Work to be completed -> Continue the blog comments about childhood food memories, below the entries, from the last sentence shown.


  5. materfamilias
    11 January 2008 / 4:43 am

    Wow! There are obviously some genes unshared between we sisters — nothing that I remember about tapioca would make me want to try making it again — could never stop thinking of the similarity to frog eggs. The only time I tried it since childhood was when Meg and I decided to check out the Bubble Tea and I remembered immediately why I disliked tapioca — distrust is maybe a better word.
    And ah, yes, poor old Ulrich, with his name always being made into a scolding word. I think about him salting his porridge and adding flaxseeds to it.

  6. Anonymous
    11 January 2008 / 7:25 am

    Yes, they are nice and creamy, I put them on toast. Tapioca – ugh, we used to get that at school dinners. Another school dessert was pink (!) custard with ice cream. Patricia

  7. dana
    11 January 2008 / 4:47 pm

    A blinding blast of my own past, looking up at the Magic Chef stove at my parent’s house, seeing the white Corningware with the blue cornflower, hearing the simmer, hoping it was the creamed spinach that would eventually make it to the table with bacon crumbles and egg slices on top…

  8. Gina
    11 January 2008 / 10:28 pm

    Over the summer, I was peeling a kolhrabi, and I was irked because didn’t have a proper paring knife. Immediately, I thought of my maternal grandfather, his small garden (yielding very tasty kolhrabi) and how he would peel and slice me bits to eat as we sat outside. So simple, and so wonderful.

  9. materfamilias
    12 January 2008 / 4:31 pm

    dana: I wonder how many kids anticipate creamed spinach with pleasure — someone at your house must have been a good cook!
    gina: lovely memory — savouring the simple, no cooking required.

  10. Anonymous
    12 January 2008 / 9:58 pm

    Hi Frances — While I read this I am waiting for the cheesy beer bread to finish cooking in the oven and there is a big pot of vegetable soup (a great melange of vegetables nicely flavoured with lots of garlic, basil and red wine) simmering on the stove. But how well I remember the days of canned soup — our favourite was Campbell’s bean ‘n bacon — and the CorningWare casseroles that featured cream of mushroom soup mixed with canned vegetables and chicken or ham and, yes, the potato chip toppings. I also made miniature meatloaves in cupcake tins and topped them with marmalade,and surrounded them with mashed potatoes, but that was for very special occasions.

Records shown ->
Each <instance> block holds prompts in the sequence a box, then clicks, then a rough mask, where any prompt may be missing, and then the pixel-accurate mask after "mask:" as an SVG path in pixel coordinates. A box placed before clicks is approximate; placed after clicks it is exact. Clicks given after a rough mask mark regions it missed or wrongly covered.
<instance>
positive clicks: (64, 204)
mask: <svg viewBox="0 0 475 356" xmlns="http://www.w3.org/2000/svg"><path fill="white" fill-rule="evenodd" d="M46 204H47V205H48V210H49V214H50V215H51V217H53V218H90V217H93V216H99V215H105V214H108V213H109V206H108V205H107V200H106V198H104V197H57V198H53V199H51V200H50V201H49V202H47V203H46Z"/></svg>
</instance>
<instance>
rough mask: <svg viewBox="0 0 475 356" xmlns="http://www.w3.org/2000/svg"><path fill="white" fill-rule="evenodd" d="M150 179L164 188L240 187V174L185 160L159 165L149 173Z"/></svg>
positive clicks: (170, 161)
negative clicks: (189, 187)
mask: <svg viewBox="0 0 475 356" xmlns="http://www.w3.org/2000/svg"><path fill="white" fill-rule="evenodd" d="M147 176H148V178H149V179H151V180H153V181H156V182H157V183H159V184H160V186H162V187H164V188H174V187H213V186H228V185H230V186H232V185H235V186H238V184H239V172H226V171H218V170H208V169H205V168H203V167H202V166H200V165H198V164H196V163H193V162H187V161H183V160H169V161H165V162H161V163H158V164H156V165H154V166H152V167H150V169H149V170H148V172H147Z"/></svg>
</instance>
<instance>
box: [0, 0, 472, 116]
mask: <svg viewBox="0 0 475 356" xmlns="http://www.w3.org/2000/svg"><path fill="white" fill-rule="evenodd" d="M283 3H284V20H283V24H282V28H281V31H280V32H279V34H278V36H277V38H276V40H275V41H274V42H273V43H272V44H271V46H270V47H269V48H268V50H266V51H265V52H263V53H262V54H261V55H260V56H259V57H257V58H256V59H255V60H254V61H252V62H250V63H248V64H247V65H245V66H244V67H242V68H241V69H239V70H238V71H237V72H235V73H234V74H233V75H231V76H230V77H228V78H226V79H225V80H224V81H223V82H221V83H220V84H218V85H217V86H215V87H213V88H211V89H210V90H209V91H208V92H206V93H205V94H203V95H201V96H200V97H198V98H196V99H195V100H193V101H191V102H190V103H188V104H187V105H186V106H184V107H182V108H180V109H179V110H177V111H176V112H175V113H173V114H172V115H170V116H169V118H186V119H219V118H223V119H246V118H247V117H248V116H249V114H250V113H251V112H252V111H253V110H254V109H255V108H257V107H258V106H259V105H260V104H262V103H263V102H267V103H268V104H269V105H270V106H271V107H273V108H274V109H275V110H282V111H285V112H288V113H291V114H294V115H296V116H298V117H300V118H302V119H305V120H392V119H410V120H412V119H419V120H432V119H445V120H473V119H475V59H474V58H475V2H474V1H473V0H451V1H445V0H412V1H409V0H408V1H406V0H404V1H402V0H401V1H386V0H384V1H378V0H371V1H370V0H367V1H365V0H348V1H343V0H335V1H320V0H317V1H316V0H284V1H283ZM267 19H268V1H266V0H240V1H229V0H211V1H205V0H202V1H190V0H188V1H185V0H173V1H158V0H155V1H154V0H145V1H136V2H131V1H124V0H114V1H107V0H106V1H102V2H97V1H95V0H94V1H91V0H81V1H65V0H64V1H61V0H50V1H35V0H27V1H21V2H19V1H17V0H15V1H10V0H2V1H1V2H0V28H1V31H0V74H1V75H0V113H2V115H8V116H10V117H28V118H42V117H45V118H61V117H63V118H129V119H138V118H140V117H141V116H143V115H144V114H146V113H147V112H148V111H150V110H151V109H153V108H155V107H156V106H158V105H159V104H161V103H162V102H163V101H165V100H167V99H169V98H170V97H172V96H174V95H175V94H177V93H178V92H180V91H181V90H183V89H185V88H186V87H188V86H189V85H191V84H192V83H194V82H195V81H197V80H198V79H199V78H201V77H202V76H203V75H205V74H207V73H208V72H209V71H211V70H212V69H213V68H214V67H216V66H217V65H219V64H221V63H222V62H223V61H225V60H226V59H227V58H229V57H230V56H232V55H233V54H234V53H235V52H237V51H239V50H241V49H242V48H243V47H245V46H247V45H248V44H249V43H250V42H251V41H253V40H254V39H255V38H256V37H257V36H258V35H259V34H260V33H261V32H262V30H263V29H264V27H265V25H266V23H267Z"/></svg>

Answer for the task ->
    Hard to believe the meals we made in those days. On the other hand, food was just not a big focus of our attention back then. What did we do with our time? Maybe we read more?

    Nice nostalgic post. And I also like your transition to the golden pears. Lovely!
    Carol

  11. Miss Ripley
    13 January 2008 / 4:09 am

    I have some of my grandparents’ cutlery- nothing fancy, just their everyday things. Sometimes when I use them, I am transported back to my Grandma’s Sunday dinners. Barbequed chicken, carrot salad, apple salad, corn on the cob, and homemade lattice-topped blackberry pies for dessert. The produce was all from my Grandpa’s garden, and my Grandma would pick buckets of blackberries to freeze and make pies with all year long. Delicious.

    I wish I’d kept some of their ’70s plastic bowls in red, orange and mustard. Her kitchen was a repository of retro kitchenward.

  12. materfamilias
    13 January 2008 / 5:39 am

    Carol: Yes, who have thought we’d become nostalgic for canned soup now that we’re all slow food enthusiasts. Have to say, when I’m sick, there’s nothing to touch Lipton’s Chicken Noodle.
    Miss Ripley: Thanks for sharing this memory and refreshing my own — Ah! Grandma’s Sunday dinners! And 70s plastics, no other colours quite like them. (btw, I checked out your blog and you’ve made a very nice beginning — your Endpaper Mitts are brilliant)

  13. Susan B
    17 January 2008 / 3:05 pm

    My mother had an orange/red Le Creuset roasting pot in which she used to make beef stroganoff.

    A few years ago, I stumbled across some recipes for “Dutch oven” and thought of that pot, but was shocked to discover what the current day prices are. I still have that oval roasting pot on my wish list.